BEGIN Entries shown

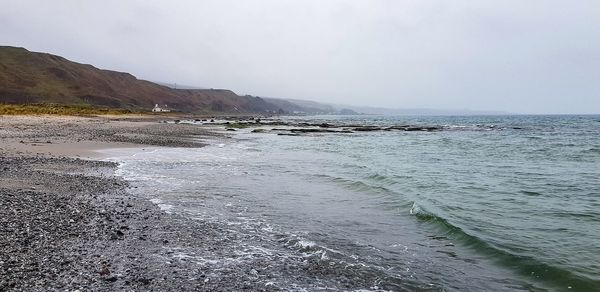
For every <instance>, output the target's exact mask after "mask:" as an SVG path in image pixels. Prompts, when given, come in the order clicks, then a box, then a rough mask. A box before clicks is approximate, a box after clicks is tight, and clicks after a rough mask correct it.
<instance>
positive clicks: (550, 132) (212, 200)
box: [122, 115, 600, 291]
mask: <svg viewBox="0 0 600 292" xmlns="http://www.w3.org/2000/svg"><path fill="white" fill-rule="evenodd" d="M284 119H287V120H294V121H297V120H307V121H309V122H311V123H317V122H328V123H332V124H340V123H342V124H343V123H346V124H368V125H379V126H389V125H399V124H413V125H432V126H440V127H441V128H442V130H441V131H435V132H402V131H378V132H360V133H351V134H319V133H317V134H307V135H301V136H297V137H290V136H277V135H276V134H273V133H270V132H269V128H268V127H266V131H265V132H263V133H251V132H250V131H251V129H247V130H241V131H238V132H237V134H235V135H234V136H233V139H231V141H229V142H224V143H223V144H221V145H212V146H209V147H206V148H203V149H197V150H189V149H187V150H186V149H170V150H169V149H165V150H157V151H155V152H153V153H152V154H151V155H148V156H147V157H145V158H144V159H131V160H129V161H128V162H127V163H126V164H125V165H124V166H123V168H122V170H123V172H124V175H125V177H129V178H130V179H131V180H133V181H139V185H140V186H141V187H142V188H141V189H142V190H143V192H145V193H148V196H149V198H152V199H156V198H158V199H160V200H161V202H162V203H163V204H166V205H169V206H170V208H171V207H172V209H170V210H171V211H173V212H179V213H181V214H186V215H187V216H192V217H194V218H198V219H199V220H207V221H210V222H217V223H219V224H224V225H226V226H228V227H227V228H229V229H231V230H234V229H235V228H237V229H235V230H237V231H236V232H239V234H240V235H239V237H240V238H244V240H240V243H239V244H240V246H244V247H245V248H248V245H250V243H252V242H254V243H260V245H261V246H262V247H263V248H265V249H268V250H270V252H265V253H264V254H261V255H257V258H260V259H268V260H270V261H272V262H273V263H277V262H281V261H289V263H290V265H294V264H296V265H303V263H305V262H303V261H301V260H298V262H295V260H294V259H295V255H296V254H310V255H313V256H314V255H315V254H318V255H324V256H322V257H321V258H322V260H323V261H326V266H328V267H330V269H331V270H327V271H321V272H315V273H316V274H315V275H312V276H311V277H306V278H302V277H300V276H299V277H298V278H297V279H295V281H296V282H294V283H288V282H286V281H287V280H283V279H288V278H289V277H288V276H286V275H285V273H284V272H281V273H282V274H277V275H279V276H277V275H275V276H274V278H275V280H274V281H275V282H277V279H279V280H280V281H281V283H282V284H281V286H278V287H279V288H282V289H283V290H295V289H296V288H298V289H300V288H302V287H309V288H308V290H312V289H311V288H310V287H313V286H307V285H309V283H314V281H322V282H323V283H324V284H323V285H326V284H327V285H329V286H327V287H329V288H331V289H332V290H346V289H348V288H347V286H344V285H342V284H339V286H336V285H337V284H332V283H341V282H339V275H338V274H339V273H341V272H340V271H350V270H351V271H352V273H350V272H349V273H350V274H349V275H344V277H346V278H347V279H349V280H348V281H349V282H350V283H352V281H353V280H352V279H355V280H354V281H355V282H358V281H359V280H360V279H367V280H368V281H371V282H373V284H372V286H370V287H363V288H365V289H371V290H378V289H383V290H406V291H414V290H426V291H501V290H502V291H503V290H506V291H513V290H522V291H528V290H534V291H537V290H539V291H544V290H550V291H600V116H591V115H590V116H468V117H383V116H319V117H288V118H284ZM138 157H139V156H138ZM161 157H162V158H161ZM163 158H164V159H163ZM141 178H143V179H141ZM158 184H159V185H160V187H161V189H162V191H160V192H157V191H155V192H151V191H149V190H156V189H157V187H156V185H158ZM144 186H145V187H146V188H145V189H144ZM165 189H166V190H167V191H165ZM200 194H201V195H200ZM232 226H233V227H232ZM325 255H326V256H325ZM216 265H218V264H216ZM240 265H242V264H240ZM244 265H252V261H251V260H249V262H246V263H244ZM278 273H279V272H278ZM278 277H279V278H278ZM286 277H288V278H286ZM353 277H355V278H353ZM328 279H329V280H328ZM303 285H304V286H303ZM313 288H314V287H313Z"/></svg>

END Entries shown

Exercise instructions: The reply should hold only the lines from the first line of the records above through the line containing "positive clicks: (550, 132) (212, 200)", copied exactly and without pictures.

Written response:
For every <instance>, output the target's exact mask after "mask:" as an SVG path in image pixels. Prompts, when given, come in the order clicks, then a box, then a rough mask. A box before clicks is approximate, a box after clicks is tight, and clicks after a rough mask correct it.
<instance>
positive clicks: (550, 132) (212, 200)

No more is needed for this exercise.